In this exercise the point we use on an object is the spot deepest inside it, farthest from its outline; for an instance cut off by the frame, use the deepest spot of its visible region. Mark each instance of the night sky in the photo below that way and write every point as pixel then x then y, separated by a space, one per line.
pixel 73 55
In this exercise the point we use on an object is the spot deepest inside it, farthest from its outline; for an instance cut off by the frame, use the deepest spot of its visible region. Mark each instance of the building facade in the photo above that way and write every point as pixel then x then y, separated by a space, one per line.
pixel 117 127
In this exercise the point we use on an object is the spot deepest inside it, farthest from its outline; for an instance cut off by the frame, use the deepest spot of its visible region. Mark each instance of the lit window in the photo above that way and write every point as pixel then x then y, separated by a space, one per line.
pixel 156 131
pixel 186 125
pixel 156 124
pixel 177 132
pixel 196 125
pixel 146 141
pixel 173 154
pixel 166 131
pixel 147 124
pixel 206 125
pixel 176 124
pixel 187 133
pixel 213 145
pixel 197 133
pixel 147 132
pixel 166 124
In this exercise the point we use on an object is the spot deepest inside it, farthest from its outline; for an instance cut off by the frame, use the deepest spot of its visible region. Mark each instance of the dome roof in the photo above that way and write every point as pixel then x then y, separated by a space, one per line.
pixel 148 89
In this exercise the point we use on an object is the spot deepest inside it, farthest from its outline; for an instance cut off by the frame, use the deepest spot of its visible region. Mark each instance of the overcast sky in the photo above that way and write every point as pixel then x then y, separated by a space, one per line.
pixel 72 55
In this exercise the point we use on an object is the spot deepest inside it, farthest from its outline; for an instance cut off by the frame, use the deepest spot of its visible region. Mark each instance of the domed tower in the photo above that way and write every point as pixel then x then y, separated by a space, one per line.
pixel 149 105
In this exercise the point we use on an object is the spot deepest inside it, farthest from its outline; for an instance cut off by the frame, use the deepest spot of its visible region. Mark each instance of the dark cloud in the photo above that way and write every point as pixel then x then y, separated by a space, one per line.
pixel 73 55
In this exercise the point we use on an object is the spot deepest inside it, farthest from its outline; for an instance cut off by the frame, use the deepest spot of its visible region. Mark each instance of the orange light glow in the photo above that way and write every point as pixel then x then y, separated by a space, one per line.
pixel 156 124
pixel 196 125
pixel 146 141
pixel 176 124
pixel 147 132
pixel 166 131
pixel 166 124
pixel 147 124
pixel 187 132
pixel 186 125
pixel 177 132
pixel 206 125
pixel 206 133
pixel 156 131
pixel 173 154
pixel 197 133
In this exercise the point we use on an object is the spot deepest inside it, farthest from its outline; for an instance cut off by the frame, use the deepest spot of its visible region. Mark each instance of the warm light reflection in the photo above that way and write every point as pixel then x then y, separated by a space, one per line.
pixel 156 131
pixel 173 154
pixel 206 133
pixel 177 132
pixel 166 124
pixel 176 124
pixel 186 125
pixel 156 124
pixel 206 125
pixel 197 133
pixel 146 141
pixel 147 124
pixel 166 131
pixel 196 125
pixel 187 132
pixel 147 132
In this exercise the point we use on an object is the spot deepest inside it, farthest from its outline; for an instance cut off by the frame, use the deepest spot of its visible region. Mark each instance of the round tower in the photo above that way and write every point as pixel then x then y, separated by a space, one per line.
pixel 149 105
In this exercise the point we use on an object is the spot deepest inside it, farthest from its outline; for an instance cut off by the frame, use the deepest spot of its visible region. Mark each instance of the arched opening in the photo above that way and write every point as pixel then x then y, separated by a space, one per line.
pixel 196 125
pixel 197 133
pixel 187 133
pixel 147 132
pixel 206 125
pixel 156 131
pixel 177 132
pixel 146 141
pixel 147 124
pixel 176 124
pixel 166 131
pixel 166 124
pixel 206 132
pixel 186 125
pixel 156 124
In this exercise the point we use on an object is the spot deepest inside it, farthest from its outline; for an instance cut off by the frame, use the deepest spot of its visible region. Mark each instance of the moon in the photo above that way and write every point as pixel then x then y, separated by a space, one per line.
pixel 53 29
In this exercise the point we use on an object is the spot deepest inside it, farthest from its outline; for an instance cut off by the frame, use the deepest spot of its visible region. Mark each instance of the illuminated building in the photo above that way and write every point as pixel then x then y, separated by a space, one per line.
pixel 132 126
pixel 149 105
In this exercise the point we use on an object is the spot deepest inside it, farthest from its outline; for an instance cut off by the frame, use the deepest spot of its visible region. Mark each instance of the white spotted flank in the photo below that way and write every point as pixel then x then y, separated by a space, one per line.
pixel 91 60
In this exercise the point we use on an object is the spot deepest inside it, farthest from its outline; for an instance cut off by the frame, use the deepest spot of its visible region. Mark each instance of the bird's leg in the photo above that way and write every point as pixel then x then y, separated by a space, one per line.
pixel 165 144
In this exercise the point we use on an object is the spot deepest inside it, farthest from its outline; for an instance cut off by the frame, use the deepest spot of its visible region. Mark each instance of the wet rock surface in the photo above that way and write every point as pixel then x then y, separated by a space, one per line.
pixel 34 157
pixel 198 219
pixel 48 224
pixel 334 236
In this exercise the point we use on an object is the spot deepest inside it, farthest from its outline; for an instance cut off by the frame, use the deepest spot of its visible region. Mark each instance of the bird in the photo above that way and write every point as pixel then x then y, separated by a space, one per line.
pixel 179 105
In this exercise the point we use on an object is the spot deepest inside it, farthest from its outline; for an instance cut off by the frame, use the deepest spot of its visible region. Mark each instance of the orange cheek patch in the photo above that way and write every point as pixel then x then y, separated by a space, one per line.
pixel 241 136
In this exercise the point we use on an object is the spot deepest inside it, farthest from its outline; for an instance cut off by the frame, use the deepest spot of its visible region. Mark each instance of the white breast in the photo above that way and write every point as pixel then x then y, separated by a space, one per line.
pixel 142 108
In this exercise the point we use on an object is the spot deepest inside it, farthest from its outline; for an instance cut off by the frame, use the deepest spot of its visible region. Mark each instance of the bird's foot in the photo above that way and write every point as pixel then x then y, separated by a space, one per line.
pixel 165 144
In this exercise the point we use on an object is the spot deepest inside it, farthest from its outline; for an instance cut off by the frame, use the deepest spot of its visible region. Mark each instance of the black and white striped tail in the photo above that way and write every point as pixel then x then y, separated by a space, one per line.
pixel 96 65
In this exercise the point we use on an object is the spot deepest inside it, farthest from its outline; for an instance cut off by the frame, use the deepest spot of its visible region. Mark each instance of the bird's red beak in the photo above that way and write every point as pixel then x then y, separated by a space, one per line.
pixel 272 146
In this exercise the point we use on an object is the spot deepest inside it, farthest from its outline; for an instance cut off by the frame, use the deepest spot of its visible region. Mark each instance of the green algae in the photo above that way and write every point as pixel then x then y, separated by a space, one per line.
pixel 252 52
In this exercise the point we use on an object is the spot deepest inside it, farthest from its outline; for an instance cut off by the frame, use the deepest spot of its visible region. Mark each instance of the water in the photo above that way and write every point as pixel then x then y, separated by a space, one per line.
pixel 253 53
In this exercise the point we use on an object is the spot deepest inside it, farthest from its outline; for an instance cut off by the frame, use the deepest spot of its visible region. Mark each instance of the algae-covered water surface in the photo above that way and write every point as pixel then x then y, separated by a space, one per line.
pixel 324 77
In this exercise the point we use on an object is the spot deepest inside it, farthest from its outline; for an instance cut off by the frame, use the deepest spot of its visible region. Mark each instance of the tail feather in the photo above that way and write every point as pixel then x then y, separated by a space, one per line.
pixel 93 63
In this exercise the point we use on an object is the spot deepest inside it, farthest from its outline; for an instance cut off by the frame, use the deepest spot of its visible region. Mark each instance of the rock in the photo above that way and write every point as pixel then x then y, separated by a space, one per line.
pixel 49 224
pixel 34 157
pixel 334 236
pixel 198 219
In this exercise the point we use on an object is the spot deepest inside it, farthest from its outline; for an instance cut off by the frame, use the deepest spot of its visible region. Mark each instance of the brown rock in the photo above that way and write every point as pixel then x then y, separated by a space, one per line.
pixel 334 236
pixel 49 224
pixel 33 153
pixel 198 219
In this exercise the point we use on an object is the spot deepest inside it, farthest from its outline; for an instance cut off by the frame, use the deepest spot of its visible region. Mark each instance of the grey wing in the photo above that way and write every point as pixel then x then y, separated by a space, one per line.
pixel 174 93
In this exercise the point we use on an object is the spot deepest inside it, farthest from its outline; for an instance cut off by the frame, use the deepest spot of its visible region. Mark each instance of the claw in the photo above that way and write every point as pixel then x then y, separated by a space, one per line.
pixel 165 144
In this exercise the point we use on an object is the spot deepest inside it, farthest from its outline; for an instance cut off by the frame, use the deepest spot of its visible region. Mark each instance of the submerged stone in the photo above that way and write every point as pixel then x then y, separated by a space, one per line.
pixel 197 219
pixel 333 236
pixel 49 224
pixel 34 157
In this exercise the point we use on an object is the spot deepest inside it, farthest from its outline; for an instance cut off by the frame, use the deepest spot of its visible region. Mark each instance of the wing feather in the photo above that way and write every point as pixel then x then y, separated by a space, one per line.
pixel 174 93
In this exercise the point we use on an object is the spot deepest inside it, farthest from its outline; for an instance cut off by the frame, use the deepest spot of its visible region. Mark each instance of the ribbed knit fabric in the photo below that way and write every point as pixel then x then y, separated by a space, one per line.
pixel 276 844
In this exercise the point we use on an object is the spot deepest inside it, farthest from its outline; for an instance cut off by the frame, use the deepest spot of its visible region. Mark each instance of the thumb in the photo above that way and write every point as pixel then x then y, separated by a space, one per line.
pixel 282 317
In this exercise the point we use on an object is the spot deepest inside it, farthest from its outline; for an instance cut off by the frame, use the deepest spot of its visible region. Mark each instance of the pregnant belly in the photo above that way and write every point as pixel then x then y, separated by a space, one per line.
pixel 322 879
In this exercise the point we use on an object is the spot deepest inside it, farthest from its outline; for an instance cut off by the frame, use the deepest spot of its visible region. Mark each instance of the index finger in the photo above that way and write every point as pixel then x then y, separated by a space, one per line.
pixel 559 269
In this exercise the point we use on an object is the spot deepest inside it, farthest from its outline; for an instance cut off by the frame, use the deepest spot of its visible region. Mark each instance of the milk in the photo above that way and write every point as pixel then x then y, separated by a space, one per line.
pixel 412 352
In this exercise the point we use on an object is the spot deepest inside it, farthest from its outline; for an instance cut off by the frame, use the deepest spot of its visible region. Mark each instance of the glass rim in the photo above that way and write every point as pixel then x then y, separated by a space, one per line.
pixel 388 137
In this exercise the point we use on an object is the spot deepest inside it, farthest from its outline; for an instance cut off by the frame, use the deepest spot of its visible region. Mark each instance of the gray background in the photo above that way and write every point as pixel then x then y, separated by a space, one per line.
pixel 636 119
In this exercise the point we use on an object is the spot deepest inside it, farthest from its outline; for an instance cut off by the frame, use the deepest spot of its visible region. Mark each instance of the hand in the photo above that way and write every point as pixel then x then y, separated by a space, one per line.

WHAT THIS TASK INVOLVES
Format the rows above, from the line with "the bird's red" through the line with "pixel 252 52", as a JSON list of strings, one string per line, leaving out any blank lines.

SOLUTION FOR THIS TASK
[
  "In this exercise the point we use on an object is the spot deepest inside it, farthest from its outline; for an instance cut off by the frame, use the deepest spot of its visible region. Mark each instance of the bird's red beak in the photo above that way and write every point as pixel then x then y, separated by a space, one per line.",
  "pixel 272 146",
  "In this exercise the point we use on an object is the spot deepest inside it, farthest from its outline; for an instance cut off by the frame, use the deepest spot of its visible region. Mark each instance of the green algae in the photo above that way and write every point as pixel then x then y, separated by a space, one per line.",
  "pixel 252 52"
]